Each entry below must be repeated word for word.

DATASET EXCERPTS:
■ ■ ■ ■
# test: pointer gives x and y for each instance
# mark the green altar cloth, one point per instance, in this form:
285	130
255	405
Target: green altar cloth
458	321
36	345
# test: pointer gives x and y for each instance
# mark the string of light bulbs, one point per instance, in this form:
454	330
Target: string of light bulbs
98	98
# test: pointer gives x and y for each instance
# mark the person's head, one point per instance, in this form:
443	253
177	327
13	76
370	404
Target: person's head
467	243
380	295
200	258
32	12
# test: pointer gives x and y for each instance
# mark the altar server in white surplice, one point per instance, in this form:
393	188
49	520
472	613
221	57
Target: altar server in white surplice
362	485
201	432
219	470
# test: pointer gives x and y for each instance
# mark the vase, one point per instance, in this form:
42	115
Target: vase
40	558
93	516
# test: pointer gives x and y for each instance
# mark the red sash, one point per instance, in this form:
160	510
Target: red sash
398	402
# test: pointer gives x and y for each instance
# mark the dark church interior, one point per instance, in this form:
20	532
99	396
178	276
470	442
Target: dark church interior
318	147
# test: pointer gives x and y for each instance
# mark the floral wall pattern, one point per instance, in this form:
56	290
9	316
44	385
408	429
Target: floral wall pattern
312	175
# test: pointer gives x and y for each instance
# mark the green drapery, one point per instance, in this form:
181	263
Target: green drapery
■ ■ ■ ■
REPLY:
# test: pointer gives x and y for each instance
# mark the green altar cloth, one point per instance, in this form:
285	130
255	405
Target: green altar cloth
458	321
36	345
# test: pointer gives x and y for each instance
# mark the string of light bulbs, one point per instance, in this form:
454	330
Target: string of light bulbs
98	98
# test: pointer gives x and y for each instance
# mark the person's head, one point per instance, in this form:
443	253
177	327
13	76
370	404
Target: person's head
467	243
380	295
200	258
32	12
# test: pointer gives x and y for each instance
# mark the altar server in white surplice, one point per instance, in this form:
393	188
49	520
472	613
221	57
Target: altar server in white surplice
362	485
201	432
219	470
# test: pointer gives x and y for each instance
# mark the vase, one point per instance, in this form:
42	115
Target: vase
40	558
93	516
# test: pointer gives x and y for each instance
# mark the red sash, one point per instance, in this form:
160	510
Target: red sash
398	402
# test: pointer gives x and y for each instance
# mark the dark church interior, one point per instance, in this form:
20	532
99	396
178	276
470	442
Target: dark church interior
318	147
# test: pointer gives x and y for each instance
# mark the floral wall pattern, one point per instance, in this form:
56	290
9	316
44	385
408	429
Target: floral wall pattern
312	175
# test: pointer gives x and y for each instance
# mark the green drapery, one point per instance, in this form:
181	263
Target: green drapery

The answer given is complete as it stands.